>> begin Passage shown
Poems highlight through the dark parts of our memory that seem the most clear to our adult selves looking back.
If two girls are two halves of a deep, lifelong friendship, what does one girl wholly become when the other is gone? Amy Woolard's debut collection, Neck Of The Woods, sets this question as a hero-quest deep inside the mythos of the American South, wandering through childhood stories in which a girl alone must work to save herself. These poems take on what happens when you wake up the morning after something happens, and find yourself in a different world, knowing there isn't truly a way back home. Part-elegy, part-survivor's testimony, Neck Of The Woods maps a path divided into a before and an ever after.
>> end Passage shown
>> begin Raw records
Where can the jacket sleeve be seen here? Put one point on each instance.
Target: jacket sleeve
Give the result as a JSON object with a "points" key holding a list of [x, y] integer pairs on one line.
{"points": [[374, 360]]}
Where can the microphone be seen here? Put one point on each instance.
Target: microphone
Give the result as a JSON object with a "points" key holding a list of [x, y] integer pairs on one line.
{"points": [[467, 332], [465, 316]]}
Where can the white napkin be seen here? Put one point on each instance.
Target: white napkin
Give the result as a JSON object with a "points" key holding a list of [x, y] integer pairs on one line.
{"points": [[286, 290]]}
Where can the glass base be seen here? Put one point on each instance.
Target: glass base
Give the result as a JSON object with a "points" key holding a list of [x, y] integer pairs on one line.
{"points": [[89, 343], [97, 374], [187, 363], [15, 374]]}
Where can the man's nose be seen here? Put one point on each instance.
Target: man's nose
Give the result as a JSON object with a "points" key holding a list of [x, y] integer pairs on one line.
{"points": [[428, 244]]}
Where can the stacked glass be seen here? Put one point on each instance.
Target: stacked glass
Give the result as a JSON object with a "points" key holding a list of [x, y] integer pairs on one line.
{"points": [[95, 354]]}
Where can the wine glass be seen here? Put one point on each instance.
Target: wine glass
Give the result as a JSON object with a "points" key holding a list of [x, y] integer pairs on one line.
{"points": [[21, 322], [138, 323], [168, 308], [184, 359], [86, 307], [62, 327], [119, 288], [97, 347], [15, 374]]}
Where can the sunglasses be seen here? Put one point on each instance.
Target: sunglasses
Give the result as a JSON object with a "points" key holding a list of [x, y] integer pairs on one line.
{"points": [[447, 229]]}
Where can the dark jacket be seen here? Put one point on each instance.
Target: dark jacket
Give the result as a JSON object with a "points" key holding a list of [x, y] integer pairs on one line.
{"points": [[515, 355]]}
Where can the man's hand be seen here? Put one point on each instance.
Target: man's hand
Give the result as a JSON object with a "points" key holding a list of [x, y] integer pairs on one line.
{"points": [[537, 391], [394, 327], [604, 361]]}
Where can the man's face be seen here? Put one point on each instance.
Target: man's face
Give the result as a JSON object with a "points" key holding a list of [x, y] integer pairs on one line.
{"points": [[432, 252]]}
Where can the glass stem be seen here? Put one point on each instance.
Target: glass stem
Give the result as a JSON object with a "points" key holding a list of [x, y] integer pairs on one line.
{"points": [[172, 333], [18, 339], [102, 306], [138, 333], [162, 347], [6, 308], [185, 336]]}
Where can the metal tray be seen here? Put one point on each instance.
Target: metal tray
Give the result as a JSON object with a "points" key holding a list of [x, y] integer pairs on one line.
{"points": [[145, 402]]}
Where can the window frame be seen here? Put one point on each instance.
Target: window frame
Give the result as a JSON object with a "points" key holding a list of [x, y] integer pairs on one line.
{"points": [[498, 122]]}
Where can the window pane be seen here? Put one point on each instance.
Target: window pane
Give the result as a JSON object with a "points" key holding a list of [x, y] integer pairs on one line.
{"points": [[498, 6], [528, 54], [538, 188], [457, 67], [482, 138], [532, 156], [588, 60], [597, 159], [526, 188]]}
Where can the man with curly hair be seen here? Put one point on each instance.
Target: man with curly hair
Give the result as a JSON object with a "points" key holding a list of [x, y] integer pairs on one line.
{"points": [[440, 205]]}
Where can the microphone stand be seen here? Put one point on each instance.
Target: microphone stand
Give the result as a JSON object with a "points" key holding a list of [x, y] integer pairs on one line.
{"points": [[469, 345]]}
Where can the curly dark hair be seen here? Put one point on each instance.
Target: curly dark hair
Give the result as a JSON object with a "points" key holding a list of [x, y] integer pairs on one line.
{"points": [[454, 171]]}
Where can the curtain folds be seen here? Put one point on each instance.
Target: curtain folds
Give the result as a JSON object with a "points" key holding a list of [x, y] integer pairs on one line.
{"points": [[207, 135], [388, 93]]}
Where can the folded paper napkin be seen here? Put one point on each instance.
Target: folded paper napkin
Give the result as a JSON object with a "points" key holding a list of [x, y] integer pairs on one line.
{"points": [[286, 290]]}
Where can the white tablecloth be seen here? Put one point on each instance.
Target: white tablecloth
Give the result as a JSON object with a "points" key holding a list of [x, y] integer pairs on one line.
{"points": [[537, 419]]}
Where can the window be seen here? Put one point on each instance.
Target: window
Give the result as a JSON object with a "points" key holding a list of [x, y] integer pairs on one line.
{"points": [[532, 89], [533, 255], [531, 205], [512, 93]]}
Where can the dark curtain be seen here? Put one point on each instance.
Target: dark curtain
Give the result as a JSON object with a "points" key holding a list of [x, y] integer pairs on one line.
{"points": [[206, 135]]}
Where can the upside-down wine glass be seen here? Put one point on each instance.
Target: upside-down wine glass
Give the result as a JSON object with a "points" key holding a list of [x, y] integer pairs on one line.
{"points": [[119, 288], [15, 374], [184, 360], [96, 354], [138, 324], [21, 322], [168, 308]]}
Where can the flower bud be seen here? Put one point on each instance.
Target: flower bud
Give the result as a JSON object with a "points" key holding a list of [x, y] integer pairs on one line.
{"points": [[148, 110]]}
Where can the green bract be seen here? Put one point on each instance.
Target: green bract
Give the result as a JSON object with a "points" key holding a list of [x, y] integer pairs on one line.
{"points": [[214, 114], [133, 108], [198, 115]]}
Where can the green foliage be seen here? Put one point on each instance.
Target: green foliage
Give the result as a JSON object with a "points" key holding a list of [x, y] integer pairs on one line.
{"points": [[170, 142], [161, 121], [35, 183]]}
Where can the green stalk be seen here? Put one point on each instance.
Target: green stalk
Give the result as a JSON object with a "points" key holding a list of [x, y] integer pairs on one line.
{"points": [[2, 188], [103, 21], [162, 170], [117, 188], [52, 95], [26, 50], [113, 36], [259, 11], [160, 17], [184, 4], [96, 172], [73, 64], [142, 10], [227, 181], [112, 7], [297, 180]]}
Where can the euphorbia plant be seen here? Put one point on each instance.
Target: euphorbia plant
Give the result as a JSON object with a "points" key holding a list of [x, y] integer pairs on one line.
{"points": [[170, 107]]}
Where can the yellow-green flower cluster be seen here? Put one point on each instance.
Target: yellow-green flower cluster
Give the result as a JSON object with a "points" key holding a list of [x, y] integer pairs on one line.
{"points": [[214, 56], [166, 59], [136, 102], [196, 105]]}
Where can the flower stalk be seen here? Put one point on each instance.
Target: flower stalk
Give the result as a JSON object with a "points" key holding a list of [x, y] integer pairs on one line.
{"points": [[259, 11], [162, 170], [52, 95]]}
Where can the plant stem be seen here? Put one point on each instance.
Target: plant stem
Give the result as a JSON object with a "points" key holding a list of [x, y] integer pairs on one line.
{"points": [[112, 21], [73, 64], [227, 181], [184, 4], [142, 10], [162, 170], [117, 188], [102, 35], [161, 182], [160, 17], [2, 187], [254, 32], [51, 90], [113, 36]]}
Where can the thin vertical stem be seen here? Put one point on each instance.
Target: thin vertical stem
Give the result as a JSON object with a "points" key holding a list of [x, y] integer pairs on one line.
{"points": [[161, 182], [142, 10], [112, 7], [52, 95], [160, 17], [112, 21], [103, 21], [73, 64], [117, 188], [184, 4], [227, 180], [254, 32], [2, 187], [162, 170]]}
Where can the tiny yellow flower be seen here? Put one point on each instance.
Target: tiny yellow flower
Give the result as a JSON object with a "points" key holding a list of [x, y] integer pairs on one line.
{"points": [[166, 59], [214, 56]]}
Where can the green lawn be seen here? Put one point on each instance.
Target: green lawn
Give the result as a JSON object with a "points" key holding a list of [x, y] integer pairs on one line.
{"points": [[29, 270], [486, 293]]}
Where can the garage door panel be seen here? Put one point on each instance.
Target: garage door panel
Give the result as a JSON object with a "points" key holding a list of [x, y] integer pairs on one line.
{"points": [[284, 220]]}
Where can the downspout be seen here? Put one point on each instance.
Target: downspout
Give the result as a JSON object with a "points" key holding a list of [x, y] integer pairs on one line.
>> end Raw records
◆ What is asked
• A. In the book description above, the collection sets its central question as a hero-quest within the mythos of which region?
• B. Extend the book description of Amy Woolard's poetry collection with new text that follows its final sentence.

◆ Answers per task
• A. The American South.

• B.
Amy Woolard is a writer and legal aid attorney working on court & criminal justice reform, education, safety net, health, and poverty policy & legislation in Virginia. She is a graduate of the Iowa Writers' Workshop and the University of Virginia School of Law. Her poems have appeared or are forthcoming in publications such as The New Yorker, Boston Review, Ploughshares, Fence, Virginia Quarterly Review, Colorado Review, Guernica, Gulf Coast, & the Best New Poets 2013 and 2015 anthologies, among others, and garnered prizes from Indiana Review and Puerto del Sol. She has received fellowships from the Vermont Studio Center and the Breadloaf Writers' Conference. Her essays have appeared in Slate, The Guardian, Pacific Standard, and The Rumpus, as well as Virginia Quarterly Review, which awarded her the Staige D. Blackford Prize for Nonfiction in 2016. She lives in Charlottesville, Virginia.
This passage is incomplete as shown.